■ GIVEN TEXT
================

You are viewing a plain text version of this content. The canonical link for it is here.
Posted to common-user@hadoop.apache.org by Prasan Ary <vo...@yahoo.com> on 2008/03/25 21:07:15 UTC
Map/reduce with input files on S3
I am running hadoop on EC2. I want to run a jar MR application on EC2 such that input and output files are on S3.
I configured hadoop-site.xml so that fs.default.name property points to my s3 bucket with all required identifications (eg; s3://<ID>:<secret key>@<bucket> ). I created an input directory in this bucket and put an input file in this directory. Then I restarted hadoop so that the new configuration takes into effect.
When I try to run the jar file now, I get the message "Hook previously registered" and the application dies.
Any Idea what might have gone wrong?
thanks.
---------------------------------
Never miss a thing. Make Yahoo your homepage.
Re: Map/reduce with input files on S3
Posted by Prasan Ary <vo...@yahoo.com>.
I changed the configuration a little so that the MR jar file now runs on my local hadoop cluster, but takes input files from S3.
I get the following output:
08/03/26 17:32:39 INFO mapred.FileInputFormat: Total input paths to process : 1
08/03/26 17:32:44 INFO mapred.JobClient: Running job: job_200803031605_0476
08/03/26 17:32:45 INFO mapred.JobClient: map 100% reduce 100%
Job failed!
A quick check at log file for jobtracker shows:
2008-03-26 17:32:45,001 INFO org.apache.hadoop.mapred.JobInProgress: Killing job 'job_200803031605_0476'
7:19:18,301 FATAL org.apache.hadoop.mapred.JobTracker: java.net.BindException: Problem binding to /192.168.0.240:54311
at org.apache.hadoop.ipc.Server.bind(Server.java:193)
at org.apache.hadoop.ipc.Server$Listener.<init>(Server.java:252)
at org.apache.hadoop.ipc.Server.<init>(Server.java:973)
at org.apache.hadoop.ipc.RPC$Server.<init>(RPC.java:393)
at org.apache.hadoop.ipc.RPC.getServer(RPC.java:355)
at org.apache.hadoop.mapred.JobTracker.<init>(JobTracker.java:639)
at org.apache.hadoop.mapred.JobTracker.startTracker(JobTracker.java:124)
at org.apache.hadoop.mapred.JobTracker.main(JobTracker.java:2114)

================

■ DATA EXTRACT
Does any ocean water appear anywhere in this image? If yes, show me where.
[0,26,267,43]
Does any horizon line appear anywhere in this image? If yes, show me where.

================

■ THE EXERCISE
Write the next part of the Hadoop mailing-list thread on running MapReduce with input files on S3, starting right after its last line.

■ OUTPUT OF THE TASK
2008-03-26 17:19:18,302 INFO org.apache.hadoop.mapred.JobTracker: SHUTDOWN_MSG:
/************************************************************
SHUTDOWN_MSG: Shutting down JobTracker at 192.168.0.240/192.168.0.240
************************************************************/
2008-03-26 17:32:10,784 INFO org.apache.hadoop.mapred.JobTracker: STARTUP_MSG:
/************************************************************
STARTUP_MSG: Starting JobTracker
STARTUP_MSG: host = 192.168.0.240/192.168.0.240
STARTUP_MSG: args = []
STARTUP_MSG: version = 0.16.0
STARTUP_MSG: build = http://svn.apache.org/repos/asf/hadoop/core/branches/branch-0.16 -r 618351; compiled by 'hadoopqa' on Mon Feb 4 19:29:11 UTC 2008
************************************************************/
2008-03-26 17:32:10,943 FATAL org.apache.hadoop.mapred.JobTracker: java.net.BindException: Problem binding to /192.168.0.240:54311
at org.apache.hadoop.ipc.Server.bind(Server.java:193)
at org.apache.hadoop.ipc.Server$Listener.<init>(Server.java:252)
at org.apache.hadoop.ipc.Server.<init>(Server.java:973)
at org.apache.hadoop.ipc.RPC$Server.<init>(RPC.java:393)
at org.apache.hadoop.ipc.RPC.getServer(RPC.java:355)
at org.apache.hadoop.mapred.JobTracker.<init>(JobTracker.java:639)
at org.apache.hadoop.mapred.JobTracker.startTracker(JobTracker.java:124)
at org.apache.hadoop.mapred.JobTracker.main(JobTracker.java:2114)
2008-03-26 17:32:10,944 INFO org.apache.hadoop.mapred.JobTracker: SHUTDOWN_MSG:
/************************************************************
SHUTDOWN_MSG: Shutting down JobTracker at 192.168.0.240/192.168.0.240
************************************************************/
Any Help ?
---------------------------------------------------------
Tom White <to...@gmail.com> wrote:
> I wonder if it is related to:
> https://issues.apache.org/jira/browse/HADOOP-3027
>
I think it is - the same problem is fixed for me when using HADOOP-3027.
Tom
---------------------------------
Never miss a thing. Make Yahoo your homepage.
Re: Map/reduce with input files on S3
Posted by Tom White <to...@gmail.com>.
> I wonder if it is related to:
> https://issues.apache.org/jira/browse/HADOOP-3027
>
I think it is - the same problem is fixed for me when using HADOOP-3027.
Tom
Re: Map/reduce with input files on S3
Posted by Prasan Ary <vo...@yahoo.com>.
Owen,
Yes I am using Hadoop 0.16.1 .
No, the jira doesn't relate to my case.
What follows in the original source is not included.